Job:
Rewrite the records below, swapping every "Outline the region" for "Mark the area" and leaving all else the same.
------------------------------------------------------------
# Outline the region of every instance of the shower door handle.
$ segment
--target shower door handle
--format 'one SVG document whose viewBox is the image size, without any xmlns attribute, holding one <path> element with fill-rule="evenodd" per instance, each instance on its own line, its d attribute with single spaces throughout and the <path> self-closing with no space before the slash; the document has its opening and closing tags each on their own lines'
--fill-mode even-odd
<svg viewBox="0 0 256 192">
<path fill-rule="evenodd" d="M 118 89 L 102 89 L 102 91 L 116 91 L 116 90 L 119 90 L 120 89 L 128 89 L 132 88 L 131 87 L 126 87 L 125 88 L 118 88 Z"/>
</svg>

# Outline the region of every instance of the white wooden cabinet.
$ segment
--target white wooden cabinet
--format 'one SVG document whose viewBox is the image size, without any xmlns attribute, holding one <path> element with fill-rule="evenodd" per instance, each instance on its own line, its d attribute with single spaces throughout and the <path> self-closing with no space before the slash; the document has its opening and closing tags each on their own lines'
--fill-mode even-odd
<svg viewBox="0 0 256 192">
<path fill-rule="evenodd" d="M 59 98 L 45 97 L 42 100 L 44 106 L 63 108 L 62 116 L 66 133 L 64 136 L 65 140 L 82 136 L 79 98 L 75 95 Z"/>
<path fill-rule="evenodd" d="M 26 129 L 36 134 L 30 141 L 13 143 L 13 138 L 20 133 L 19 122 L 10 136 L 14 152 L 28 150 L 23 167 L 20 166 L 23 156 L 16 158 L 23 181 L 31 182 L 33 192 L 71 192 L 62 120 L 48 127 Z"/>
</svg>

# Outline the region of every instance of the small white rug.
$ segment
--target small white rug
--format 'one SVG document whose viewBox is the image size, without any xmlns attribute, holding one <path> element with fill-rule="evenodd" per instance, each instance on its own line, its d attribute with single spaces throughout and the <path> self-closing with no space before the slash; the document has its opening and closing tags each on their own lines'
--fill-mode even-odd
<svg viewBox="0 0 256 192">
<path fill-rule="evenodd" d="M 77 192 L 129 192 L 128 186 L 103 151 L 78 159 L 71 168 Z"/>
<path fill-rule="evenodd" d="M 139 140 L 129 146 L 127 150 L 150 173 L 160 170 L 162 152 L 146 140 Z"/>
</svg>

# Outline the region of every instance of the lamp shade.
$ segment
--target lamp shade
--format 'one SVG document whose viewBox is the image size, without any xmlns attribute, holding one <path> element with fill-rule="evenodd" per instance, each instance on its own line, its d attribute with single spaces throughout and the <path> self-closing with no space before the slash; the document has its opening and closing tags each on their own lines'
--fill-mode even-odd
------------------------------------------------------------
Task response:
# Mark the area of every instance of the shower door handle.
$ segment
--target shower door handle
--format 'one SVG document whose viewBox is the image size, without any xmlns attribute, holding one <path> element with fill-rule="evenodd" per instance, each instance on its own line, its d attribute with single spaces throughout and the <path> self-closing with no space before the slash; the document has its opening and closing tags each on their own lines'
--fill-mode even-odd
<svg viewBox="0 0 256 192">
<path fill-rule="evenodd" d="M 118 89 L 102 89 L 102 91 L 116 91 L 116 90 L 119 90 L 120 89 L 128 89 L 132 88 L 131 87 L 126 87 L 125 88 L 118 88 Z"/>
</svg>

# Mark the area of every instance of the white wooden cabinet.
$ segment
--target white wooden cabinet
--format 'one SVG document whose viewBox is the image size, without any xmlns attribute, holding one <path> element with fill-rule="evenodd" per instance, each instance on its own line, its d attribute with single spaces throughout and the <path> self-closing with no space before the slash; the document has its opening and closing tags each on their own lines'
--fill-mode even-odd
<svg viewBox="0 0 256 192">
<path fill-rule="evenodd" d="M 59 98 L 45 97 L 42 100 L 44 106 L 63 108 L 62 116 L 66 133 L 64 136 L 65 140 L 82 136 L 79 98 L 75 95 Z"/>
<path fill-rule="evenodd" d="M 26 129 L 36 134 L 30 141 L 13 143 L 13 138 L 20 133 L 19 122 L 10 136 L 14 152 L 28 150 L 23 167 L 20 166 L 23 156 L 16 158 L 23 181 L 31 182 L 33 192 L 71 192 L 62 120 L 48 127 Z"/>
</svg>

# Mark the area of every instance of the small white rug.
$ segment
--target small white rug
--format 'one SVG document whose viewBox is the image size, without any xmlns attribute, holding one <path> element with fill-rule="evenodd" per instance, each instance on its own line, its d attribute with single spaces throughout and the <path> self-closing with no space before the slash; the document has its opening and closing tags each on their own lines'
--fill-mode even-odd
<svg viewBox="0 0 256 192">
<path fill-rule="evenodd" d="M 77 192 L 129 192 L 128 186 L 103 151 L 78 159 L 71 168 Z"/>
<path fill-rule="evenodd" d="M 139 140 L 129 146 L 127 150 L 150 173 L 160 170 L 162 152 L 146 140 Z"/>
</svg>

# Mark the area of every instance of the lamp shade.
$ segment
--target lamp shade
--format 'one SVG document whose viewBox is the image size, without any xmlns attribute, holding one <path> element with fill-rule="evenodd" per instance, each instance on its own line, its d attribute with single spaces throughout and the <path> self-closing with no space before the slash; the document has its opening and closing tags each on their own lines'
--fill-mode even-odd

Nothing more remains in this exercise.